- [Amaç 1]
Satırları en baştan başlayarak "top-left (35, 404), bottom-right (110, 418)" ifadesini içeren satıra kadar, bu satır da dahil olmak üzere, hiçbir değişiklik yapmadan tekrarla.

- [Kaynak Metin]
- Av. Rüştü Ufuk Baranoğlu
- Türk Ceza Kanunu
- 25 Aralık 2025
TCK Madde 16
Cezadan mahsup
MADDE 16- (1) Nerede işlenmiş olursa olsun bir suçtan dolayı, yabancı ülkede gözaltında, gözlem altında, tutuklulukta veya hükümlülükte geçen süre, aynı suçtan dolayı Türkiye’de verilecek cezadan mahsup edilir.
Sayfa İçeriği
TCK Madde 16 Gerekçesi
Tck madde 16, suç nerede işlenmiş olursa olsun, yabancı ülkede gözaltında, gözlem altında, tutuklulukta veya hükümlülükte geçen sürelerin aynı suçtan dolayı Türkiye’de yapılacak yargılama sonunda verilecek cezadan indirilmesi öngörülmüş, böylece adalet esaslarına uyulması sağlanmıştır.

- [Girdi Satırları]
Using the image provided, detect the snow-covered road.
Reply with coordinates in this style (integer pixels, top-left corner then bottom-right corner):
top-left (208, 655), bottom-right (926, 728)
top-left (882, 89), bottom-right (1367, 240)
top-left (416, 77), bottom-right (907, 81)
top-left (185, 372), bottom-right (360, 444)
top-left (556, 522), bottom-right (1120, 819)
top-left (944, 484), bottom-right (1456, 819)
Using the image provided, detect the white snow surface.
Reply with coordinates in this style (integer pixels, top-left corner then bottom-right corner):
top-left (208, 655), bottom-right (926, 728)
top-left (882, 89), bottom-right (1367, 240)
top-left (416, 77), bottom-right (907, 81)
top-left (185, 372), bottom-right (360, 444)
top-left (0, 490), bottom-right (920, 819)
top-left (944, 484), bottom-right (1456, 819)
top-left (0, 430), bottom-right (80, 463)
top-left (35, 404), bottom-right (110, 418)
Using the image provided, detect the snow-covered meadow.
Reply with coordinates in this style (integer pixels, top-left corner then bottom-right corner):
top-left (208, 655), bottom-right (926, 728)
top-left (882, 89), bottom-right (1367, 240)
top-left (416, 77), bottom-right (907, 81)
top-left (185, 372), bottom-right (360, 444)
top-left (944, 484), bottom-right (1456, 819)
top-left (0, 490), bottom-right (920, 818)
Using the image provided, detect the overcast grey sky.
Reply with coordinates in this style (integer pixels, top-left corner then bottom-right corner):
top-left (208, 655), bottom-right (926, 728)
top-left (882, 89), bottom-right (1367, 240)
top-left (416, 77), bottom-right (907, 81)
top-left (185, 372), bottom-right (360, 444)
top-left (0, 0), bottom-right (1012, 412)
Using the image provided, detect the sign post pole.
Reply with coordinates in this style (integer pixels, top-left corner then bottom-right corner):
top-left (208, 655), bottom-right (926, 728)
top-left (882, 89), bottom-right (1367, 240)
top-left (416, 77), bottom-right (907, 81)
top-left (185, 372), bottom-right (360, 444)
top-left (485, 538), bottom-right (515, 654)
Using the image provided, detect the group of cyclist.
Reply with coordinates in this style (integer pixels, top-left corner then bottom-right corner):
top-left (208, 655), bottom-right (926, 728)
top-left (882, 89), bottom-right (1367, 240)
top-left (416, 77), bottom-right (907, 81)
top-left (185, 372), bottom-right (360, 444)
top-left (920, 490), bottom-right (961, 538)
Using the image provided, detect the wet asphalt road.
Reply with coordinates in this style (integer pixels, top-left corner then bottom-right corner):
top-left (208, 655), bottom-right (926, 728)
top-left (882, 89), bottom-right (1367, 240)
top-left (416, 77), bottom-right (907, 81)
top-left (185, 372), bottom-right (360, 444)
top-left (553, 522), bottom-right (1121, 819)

- [Amaç 2]
Kaynak metne göre, yabancı ülkede gözaltında, gözlem altında, tutuklulukta veya hükümlülükte geçen süre hangi cezadan mahsup edilir?

- [Yazılı Yanıt 1]
Using the image provided, detect the snow-covered road.
Reply with coordinates in this style (integer pixels, top-left corner then bottom-right corner):
top-left (208, 655), bottom-right (926, 728)
top-left (882, 89), bottom-right (1367, 240)
top-left (416, 77), bottom-right (907, 81)
top-left (185, 372), bottom-right (360, 444)
top-left (556, 522), bottom-right (1120, 819)
top-left (944, 484), bottom-right (1456, 819)
Using the image provided, detect the white snow surface.
Reply with coordinates in this style (integer pixels, top-left corner then bottom-right corner):
top-left (208, 655), bottom-right (926, 728)
top-left (882, 89), bottom-right (1367, 240)
top-left (416, 77), bottom-right (907, 81)
top-left (185, 372), bottom-right (360, 444)
top-left (0, 490), bottom-right (920, 819)
top-left (944, 484), bottom-right (1456, 819)
top-left (0, 430), bottom-right (80, 463)
top-left (35, 404), bottom-right (110, 418)

- [Yazılı Yanıt 2]
Aynı suçtan dolayı Türkiye'de verilecek cezadan.